=== DO THIS ===
Every entry here needs to be repeated exactly.

=== DATA IN THIS EXERCISE ===
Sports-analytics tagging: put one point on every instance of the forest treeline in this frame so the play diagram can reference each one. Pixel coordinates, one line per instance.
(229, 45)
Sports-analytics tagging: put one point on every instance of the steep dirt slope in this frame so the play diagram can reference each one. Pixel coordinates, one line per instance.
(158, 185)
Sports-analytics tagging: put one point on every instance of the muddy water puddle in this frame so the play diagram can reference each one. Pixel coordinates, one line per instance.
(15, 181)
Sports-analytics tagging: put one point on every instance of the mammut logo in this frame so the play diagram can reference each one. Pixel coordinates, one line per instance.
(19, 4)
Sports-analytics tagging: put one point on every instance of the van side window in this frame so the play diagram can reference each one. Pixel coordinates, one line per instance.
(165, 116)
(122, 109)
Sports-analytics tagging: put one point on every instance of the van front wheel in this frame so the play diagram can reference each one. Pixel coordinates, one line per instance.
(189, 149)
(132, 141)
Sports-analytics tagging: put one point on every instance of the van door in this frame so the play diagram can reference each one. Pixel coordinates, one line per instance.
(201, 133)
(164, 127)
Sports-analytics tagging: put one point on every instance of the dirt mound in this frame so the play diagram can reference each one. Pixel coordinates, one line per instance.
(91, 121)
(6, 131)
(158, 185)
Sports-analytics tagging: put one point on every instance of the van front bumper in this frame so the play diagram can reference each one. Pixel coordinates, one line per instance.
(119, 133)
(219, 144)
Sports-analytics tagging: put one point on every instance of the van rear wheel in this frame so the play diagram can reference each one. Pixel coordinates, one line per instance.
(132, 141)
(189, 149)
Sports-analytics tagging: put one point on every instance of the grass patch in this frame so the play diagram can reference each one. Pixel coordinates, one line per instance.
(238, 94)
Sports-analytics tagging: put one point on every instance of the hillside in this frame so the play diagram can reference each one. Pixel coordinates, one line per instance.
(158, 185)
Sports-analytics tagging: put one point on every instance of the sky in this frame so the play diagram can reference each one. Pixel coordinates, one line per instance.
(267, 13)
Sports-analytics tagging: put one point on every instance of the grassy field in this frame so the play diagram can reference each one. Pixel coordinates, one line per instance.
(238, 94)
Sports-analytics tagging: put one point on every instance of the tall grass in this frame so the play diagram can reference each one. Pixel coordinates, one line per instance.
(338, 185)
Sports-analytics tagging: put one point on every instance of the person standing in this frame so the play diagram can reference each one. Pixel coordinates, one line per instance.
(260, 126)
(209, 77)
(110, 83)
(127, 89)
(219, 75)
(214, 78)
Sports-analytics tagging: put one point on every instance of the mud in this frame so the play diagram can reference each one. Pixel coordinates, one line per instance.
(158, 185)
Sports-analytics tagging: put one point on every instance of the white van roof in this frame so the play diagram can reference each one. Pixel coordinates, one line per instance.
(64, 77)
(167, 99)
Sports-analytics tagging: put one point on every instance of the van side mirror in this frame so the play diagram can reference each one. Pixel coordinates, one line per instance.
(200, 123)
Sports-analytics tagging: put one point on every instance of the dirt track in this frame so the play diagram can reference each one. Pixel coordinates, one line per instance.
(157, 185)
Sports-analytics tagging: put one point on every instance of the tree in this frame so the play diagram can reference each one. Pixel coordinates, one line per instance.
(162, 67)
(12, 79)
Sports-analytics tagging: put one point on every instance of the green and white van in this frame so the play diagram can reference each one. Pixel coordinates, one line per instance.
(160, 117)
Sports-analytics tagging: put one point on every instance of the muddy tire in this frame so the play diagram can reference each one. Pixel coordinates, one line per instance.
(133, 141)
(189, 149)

=== FULL ANSWER ===
Sports-analytics tagging: put one point on every instance of the forest treeline in this frame so the play diagram can reference each one. Pixel coordinates, one line per instance.
(229, 45)
Sports-analytics tagging: put one point on every instance of the steep dirt slope in this frame so the play diagram can reference each one. Pixel coordinates, one line per instance.
(158, 185)
Sports-analytics tagging: put one point on every instance of the muddy water puddle in this frame so the play diagram can reference each one. Pixel coordinates, one line per instance.
(15, 181)
Sports-analytics tagging: put one point on every instance of the mammut logo in this frame so the play diagram can reference each one. Pixel coordinates, one line per instance.
(19, 4)
Sports-analytics tagging: put one point on every instance of the van side window in this frame so the play diagram can reference each one. Pixel coordinates, one line per instance.
(165, 116)
(122, 109)
Sports-analytics tagging: put one point on every instance of the van front wheel in this frame so the play diagram can reference each one. Pixel coordinates, one line per instance.
(189, 149)
(132, 141)
Sports-analytics tagging: put one point on every instance of the van door in this frame so the play diagram can reference each one. Pixel coordinates, one line per instance.
(201, 133)
(164, 127)
Sports-analytics tagging: put one point on every instance of the dirt mound in this frame so the play diagram can reference each one. Pixel coordinates, one line per instance.
(91, 121)
(6, 131)
(158, 185)
Sports-analytics tagging: put one point on every instance of the van front bumper in this frame so the play diagram can reference each one. Pixel coordinates, one line per instance.
(119, 133)
(219, 144)
Sports-analytics tagging: put one point on every instance of the van rear wheel in this frame so the play diagram can reference each one. Pixel coordinates, one line per instance.
(132, 141)
(189, 149)
Sports-analytics tagging: put one point on every instance of the grass patch in this frame so the play diagram can reference each one. Pixel coordinates, one line per instance.
(238, 94)
Sports-analytics tagging: put one point on every instance of the hillside in this frame so the play diagram can reference each one. Pixel coordinates, one line per instance.
(158, 185)
Sports-analytics tagging: put one point on every instance of the sky in this frame so the play diagram can reference each one. Pixel coordinates, one line per instance.
(267, 13)
Sports-analytics tagging: put one point on every instance of the grassy field in this frame so the play diagram can reference each one. Pixel coordinates, one line per instance.
(238, 94)
Sports-analytics tagging: put one point on every instance of the tall grass in this frame so the play diagram can reference each one. Pixel coordinates, one line per instance.
(338, 185)
Sports-analytics tagging: put one point on every instance of the person standing in this frame so the play diagram can reference each one. Pixel coordinates, one line per instance.
(260, 126)
(209, 77)
(110, 83)
(127, 89)
(219, 75)
(214, 78)
Sports-analytics tagging: put one point on every instance of the mud in this frame so the play diagram can reference each one. Pixel coordinates, one line per instance.
(158, 185)
Sports-analytics tagging: put one point on every instance of the white van roof in this frame so the play diagram can reference each one. Pixel coordinates, one line per instance.
(64, 77)
(167, 99)
Sports-analytics tagging: put one point on every instance of the van side mirror in this frame so the play diagram can reference each one. Pixel coordinates, one line per instance.
(200, 123)
Sports-analytics tagging: put one point on every instance of the dirt track in this frame so the play diagram can reference each one. Pixel coordinates, one line per instance.
(157, 185)
Sports-analytics tagging: put one point on every instance of the tree in this frame so the play diagram can reference each one. Pixel coordinates, one line per instance.
(162, 67)
(12, 79)
Sports-analytics tagging: put one point on every instance of the green and white van in this frame so the play diagram can reference each one. Pixel coordinates, one line per instance.
(160, 117)
Sports-analytics tagging: put one point on every instance of the muddy tire in this frame so the play diagram can reference each one. Pixel coordinates, one line per instance.
(133, 141)
(189, 149)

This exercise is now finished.